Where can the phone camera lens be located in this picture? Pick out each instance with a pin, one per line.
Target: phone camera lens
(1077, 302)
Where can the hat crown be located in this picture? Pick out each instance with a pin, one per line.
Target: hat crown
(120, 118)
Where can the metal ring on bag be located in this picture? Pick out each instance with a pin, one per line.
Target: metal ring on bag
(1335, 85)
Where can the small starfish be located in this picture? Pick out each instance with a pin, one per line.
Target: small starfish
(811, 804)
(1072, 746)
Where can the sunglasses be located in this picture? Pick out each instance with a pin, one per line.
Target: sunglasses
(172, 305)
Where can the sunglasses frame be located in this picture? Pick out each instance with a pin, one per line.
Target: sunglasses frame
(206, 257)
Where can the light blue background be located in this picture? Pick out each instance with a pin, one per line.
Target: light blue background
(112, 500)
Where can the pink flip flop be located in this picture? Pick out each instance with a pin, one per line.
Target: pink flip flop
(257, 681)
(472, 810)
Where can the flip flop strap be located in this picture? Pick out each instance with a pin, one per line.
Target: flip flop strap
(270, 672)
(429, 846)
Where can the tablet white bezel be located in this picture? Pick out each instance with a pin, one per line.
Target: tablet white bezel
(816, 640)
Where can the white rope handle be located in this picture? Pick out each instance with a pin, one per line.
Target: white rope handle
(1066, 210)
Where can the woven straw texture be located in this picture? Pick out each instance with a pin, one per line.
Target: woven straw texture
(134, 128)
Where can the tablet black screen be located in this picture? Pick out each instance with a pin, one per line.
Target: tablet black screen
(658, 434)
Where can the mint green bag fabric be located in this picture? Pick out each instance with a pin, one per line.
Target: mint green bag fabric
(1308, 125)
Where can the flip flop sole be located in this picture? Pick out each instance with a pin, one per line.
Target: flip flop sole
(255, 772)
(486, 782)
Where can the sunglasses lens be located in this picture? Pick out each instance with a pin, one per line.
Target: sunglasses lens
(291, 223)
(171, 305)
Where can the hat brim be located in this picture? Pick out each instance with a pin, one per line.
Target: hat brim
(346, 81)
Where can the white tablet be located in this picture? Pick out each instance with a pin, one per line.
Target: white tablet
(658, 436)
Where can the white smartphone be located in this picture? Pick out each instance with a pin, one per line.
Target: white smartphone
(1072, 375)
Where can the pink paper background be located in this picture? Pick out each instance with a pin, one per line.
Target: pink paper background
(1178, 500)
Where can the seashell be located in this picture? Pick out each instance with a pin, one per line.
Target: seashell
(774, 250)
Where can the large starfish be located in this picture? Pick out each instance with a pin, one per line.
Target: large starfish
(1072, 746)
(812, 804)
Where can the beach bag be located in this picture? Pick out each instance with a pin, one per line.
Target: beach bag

====

Work required
All of the data above must be retyped exactly.

Solution to this task
Where can the phone camera lens be located in this picture? Pick out each instance with a pin, one per line.
Target: phone camera lens
(1077, 302)
Where can the hat crown be located in this picture? Pick out each instance with a pin, one per line.
Target: hat crown
(120, 118)
Where can the metal ring on bag be located in this picture? Pick out each instance with a pin, one per line.
Target: metal ring on bag
(1335, 85)
Where can the small starfish be located in this picture? Pick out each instance with a pin, one per line.
Target: small starfish
(811, 804)
(1072, 746)
Where can the sunglasses be located in this picture? Pick out each instance with a pin, one per line.
Target: sunglasses
(172, 305)
Where can the sunglasses frame be located in this picture? Pick out each instance with a pin, one per line.
Target: sunglasses frame
(206, 257)
Where can the light blue background be located in this picture? Pick out each instance with a pin, one per line.
Target: light blue background
(112, 500)
Where can the pink flip flop be located in this picture? Pick out each instance with a pin, one per line.
Target: pink flip flop
(257, 681)
(472, 810)
Where can the flip flop strap be located in this picture? Pick out each instance with a pin, one per line.
Target: flip flop strap
(270, 672)
(429, 846)
Where can the tablet white bezel be located in this picture? Pick out each instance with a pin, one per line.
Target: tablet white bezel
(816, 640)
Where can the white rope handle be located in this picture? Pick out each instance with a pin, one per line.
Target: white rope handle
(1066, 210)
Where can the woven straw texture be located in this picture? Pick out each instance with a pin, one per line.
Target: woven straw texture
(134, 128)
Where can the tablet black screen be located in this picture? Pick out each instance with a pin, one per line.
Target: tablet black screen
(658, 434)
Where can the mint green bag fabric be located in this picture? Pick out each instance with a pin, one per line.
Target: mint green bag fabric
(1308, 125)
Where can the flip flop sole be located in this picture? Pick out each instance with a pin, one per line.
Target: flip flop sole
(255, 772)
(486, 782)
Where can the sunglasses lens be located in this picture? Pick out each instance with a pin, one per line.
Target: sunglasses lens
(291, 223)
(171, 305)
Where can the hat brim be located in this picture? Pick out each instance with a pin, one per line.
Target: hat brim
(346, 81)
Where can the white tablet be located in this picture? Pick out each instance with a pin, one per line.
Target: white tablet
(658, 436)
Where can the white smartphone be located in this picture? Pick out each instance with a pin, one per line.
Target: white smartphone
(1072, 375)
Where can the pink paper background be located in this picture? Pick out each instance with a pin, one per line.
Target: pink paper background
(1178, 500)
Where can the seashell be located in this picture? Pick out each instance with a pin, one per line.
Target: seashell
(774, 250)
Where can the large starfish be located in this picture? Pick out each instance with a pin, one per line.
Target: large starfish
(1072, 746)
(812, 804)
Where can the beach bag be located in this picture? Pick out each instance with a pin, one per line.
Target: beach bag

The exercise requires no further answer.